— begin Records for this exercise —

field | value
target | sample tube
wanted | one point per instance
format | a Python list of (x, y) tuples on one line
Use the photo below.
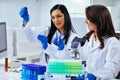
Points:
[(6, 64)]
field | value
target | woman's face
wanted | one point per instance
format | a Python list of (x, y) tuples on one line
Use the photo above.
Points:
[(91, 26), (58, 19)]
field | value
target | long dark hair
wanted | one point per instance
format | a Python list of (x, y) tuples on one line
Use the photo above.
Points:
[(67, 26), (99, 15)]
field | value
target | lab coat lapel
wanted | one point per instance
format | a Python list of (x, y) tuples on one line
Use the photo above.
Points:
[(93, 45)]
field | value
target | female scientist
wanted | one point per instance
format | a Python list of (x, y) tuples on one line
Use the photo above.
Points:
[(102, 48), (55, 40)]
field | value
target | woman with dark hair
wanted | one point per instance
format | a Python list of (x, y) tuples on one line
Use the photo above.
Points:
[(56, 39), (102, 48)]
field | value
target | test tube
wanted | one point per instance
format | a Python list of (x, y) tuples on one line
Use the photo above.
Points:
[(6, 64)]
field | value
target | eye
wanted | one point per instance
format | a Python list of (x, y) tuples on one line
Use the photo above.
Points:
[(52, 17), (59, 16)]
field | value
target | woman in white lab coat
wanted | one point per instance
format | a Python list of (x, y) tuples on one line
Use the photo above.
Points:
[(102, 49), (52, 37)]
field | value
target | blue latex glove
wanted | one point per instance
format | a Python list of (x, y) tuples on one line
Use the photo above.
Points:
[(24, 14), (44, 41), (59, 42), (89, 76)]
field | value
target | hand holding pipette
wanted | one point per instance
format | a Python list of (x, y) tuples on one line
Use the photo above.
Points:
[(58, 41)]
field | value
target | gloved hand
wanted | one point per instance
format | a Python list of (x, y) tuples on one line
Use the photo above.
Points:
[(89, 76), (24, 14), (59, 42), (44, 41)]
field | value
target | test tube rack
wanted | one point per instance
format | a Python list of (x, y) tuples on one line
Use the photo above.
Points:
[(32, 71), (65, 67)]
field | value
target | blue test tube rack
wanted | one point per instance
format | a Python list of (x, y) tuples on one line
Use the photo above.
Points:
[(32, 71)]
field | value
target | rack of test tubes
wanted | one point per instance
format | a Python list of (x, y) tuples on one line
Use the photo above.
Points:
[(33, 72), (65, 67)]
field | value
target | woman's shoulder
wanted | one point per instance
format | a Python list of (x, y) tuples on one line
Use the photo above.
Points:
[(74, 34), (113, 40)]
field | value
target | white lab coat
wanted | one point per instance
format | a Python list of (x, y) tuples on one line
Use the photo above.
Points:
[(103, 63), (51, 50)]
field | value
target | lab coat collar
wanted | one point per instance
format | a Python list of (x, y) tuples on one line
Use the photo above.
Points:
[(92, 44), (58, 34)]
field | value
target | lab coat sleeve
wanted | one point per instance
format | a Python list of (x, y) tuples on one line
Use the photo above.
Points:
[(112, 64)]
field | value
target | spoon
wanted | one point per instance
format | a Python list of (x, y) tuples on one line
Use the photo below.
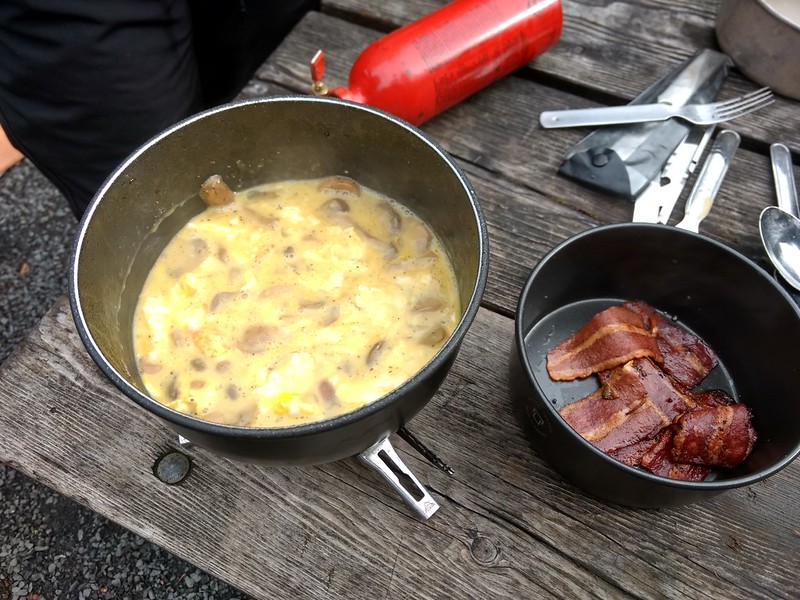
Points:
[(779, 225)]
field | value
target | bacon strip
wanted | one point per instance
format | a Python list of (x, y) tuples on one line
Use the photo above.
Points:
[(687, 358), (718, 436), (659, 460), (611, 338), (635, 402)]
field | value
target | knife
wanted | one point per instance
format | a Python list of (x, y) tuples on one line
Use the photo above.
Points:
[(699, 202), (655, 203)]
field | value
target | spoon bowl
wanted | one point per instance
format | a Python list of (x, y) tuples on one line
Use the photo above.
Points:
[(780, 234)]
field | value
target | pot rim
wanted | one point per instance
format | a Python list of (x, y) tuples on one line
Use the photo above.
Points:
[(519, 338), (448, 349)]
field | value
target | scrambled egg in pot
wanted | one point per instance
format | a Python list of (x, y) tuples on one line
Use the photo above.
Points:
[(293, 302)]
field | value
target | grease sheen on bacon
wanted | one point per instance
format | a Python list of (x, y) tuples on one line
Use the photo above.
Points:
[(646, 413), (687, 358), (611, 338)]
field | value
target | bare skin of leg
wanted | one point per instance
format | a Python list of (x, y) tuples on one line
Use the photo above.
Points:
[(9, 156)]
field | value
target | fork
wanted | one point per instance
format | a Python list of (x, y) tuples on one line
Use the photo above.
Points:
[(700, 114)]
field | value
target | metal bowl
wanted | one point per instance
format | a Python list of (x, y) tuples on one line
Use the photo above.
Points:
[(155, 192), (763, 37), (735, 306)]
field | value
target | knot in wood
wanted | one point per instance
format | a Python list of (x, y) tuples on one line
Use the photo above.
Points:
[(172, 467), (483, 550)]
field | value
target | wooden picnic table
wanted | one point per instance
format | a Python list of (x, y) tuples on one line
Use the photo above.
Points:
[(509, 525)]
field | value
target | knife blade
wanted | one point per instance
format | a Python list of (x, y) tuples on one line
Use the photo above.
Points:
[(655, 203)]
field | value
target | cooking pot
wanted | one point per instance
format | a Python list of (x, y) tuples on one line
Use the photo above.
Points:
[(763, 38), (746, 317), (155, 192)]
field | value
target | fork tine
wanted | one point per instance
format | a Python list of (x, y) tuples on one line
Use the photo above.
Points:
[(763, 92), (745, 103), (745, 108)]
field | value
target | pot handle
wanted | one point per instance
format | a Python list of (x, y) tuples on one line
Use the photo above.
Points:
[(382, 457)]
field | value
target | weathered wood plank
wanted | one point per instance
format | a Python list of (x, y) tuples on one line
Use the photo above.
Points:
[(513, 165), (610, 51), (507, 527)]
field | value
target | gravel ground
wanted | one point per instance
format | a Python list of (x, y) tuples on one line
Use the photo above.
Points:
[(51, 547)]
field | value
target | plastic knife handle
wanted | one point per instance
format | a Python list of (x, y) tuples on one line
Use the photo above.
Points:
[(700, 201), (784, 179), (606, 115)]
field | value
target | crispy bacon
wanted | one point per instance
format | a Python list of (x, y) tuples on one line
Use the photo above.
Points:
[(687, 358), (716, 436), (635, 402), (659, 460), (645, 413), (611, 338)]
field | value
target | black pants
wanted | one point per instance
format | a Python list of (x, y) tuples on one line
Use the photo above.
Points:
[(83, 83)]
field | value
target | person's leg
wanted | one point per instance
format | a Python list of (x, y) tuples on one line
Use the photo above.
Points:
[(233, 38), (84, 83)]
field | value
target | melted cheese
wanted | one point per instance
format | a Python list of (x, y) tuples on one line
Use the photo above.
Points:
[(297, 302)]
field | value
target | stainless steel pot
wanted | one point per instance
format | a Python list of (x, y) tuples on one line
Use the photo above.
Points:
[(763, 39), (155, 191)]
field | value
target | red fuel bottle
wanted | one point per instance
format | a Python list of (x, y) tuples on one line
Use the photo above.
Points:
[(427, 66)]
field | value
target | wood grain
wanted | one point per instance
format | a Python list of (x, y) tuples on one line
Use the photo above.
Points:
[(513, 164), (509, 526), (506, 525), (610, 51)]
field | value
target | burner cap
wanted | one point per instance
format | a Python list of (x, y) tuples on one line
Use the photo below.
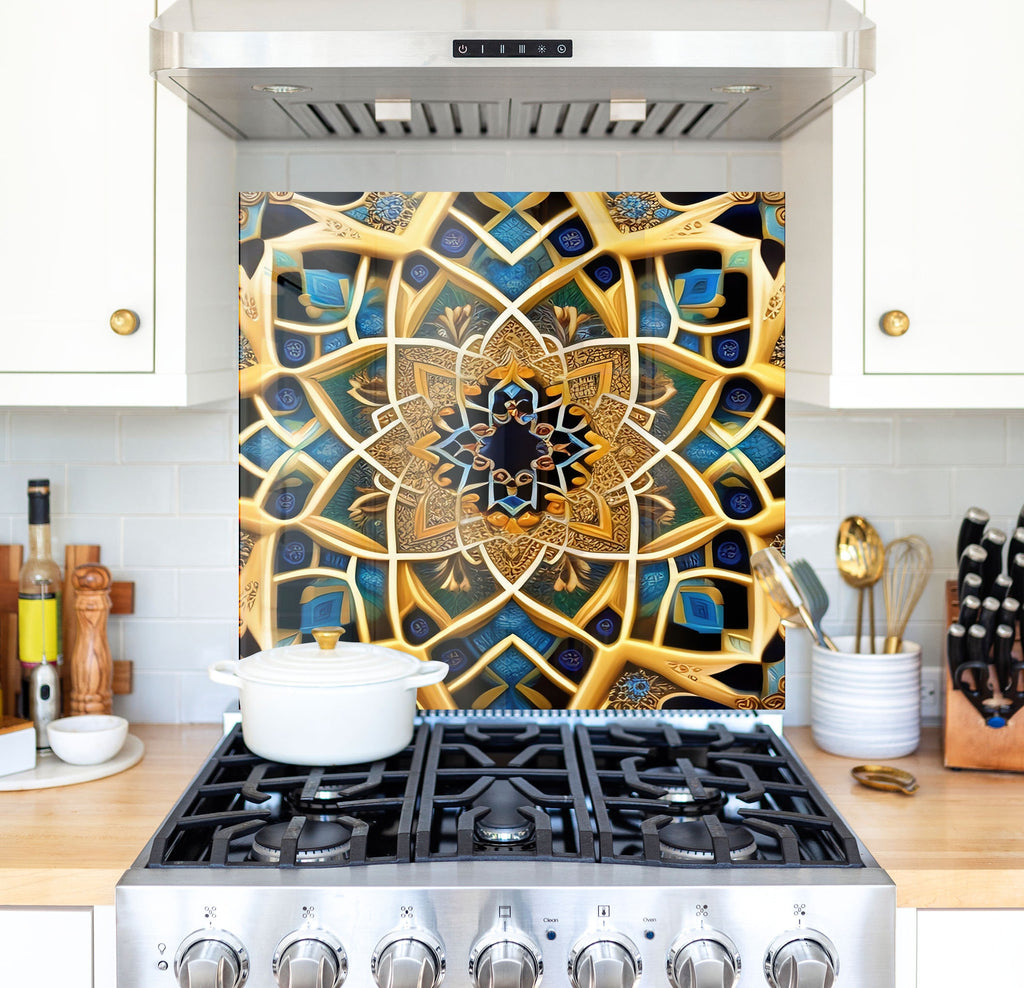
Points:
[(502, 823), (692, 842), (318, 842), (684, 803)]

— end Records for this exercise —

Copy the rows from the beginning through the line containing "[(67, 26), (99, 15)]", switching "photo" to "image" and leaving everything else unchanged. Leave the pictures out.

field | value
target | sample tube
wanted | one point per instance
format | a Python list of (x, y) tuples on one line
Use the image below.
Points:
[(6, 64)]
field | value
target | woman's face
wanted | one point per instance
format | a Python list of (x, y) tuples on one line
Use the image above.
Points:
[(91, 26), (58, 19)]
field | value
target | long dark hair
wanted | one point per instance
format | a Python list of (x, y) tuples on one line
Use the image above.
Points:
[(67, 26), (99, 15)]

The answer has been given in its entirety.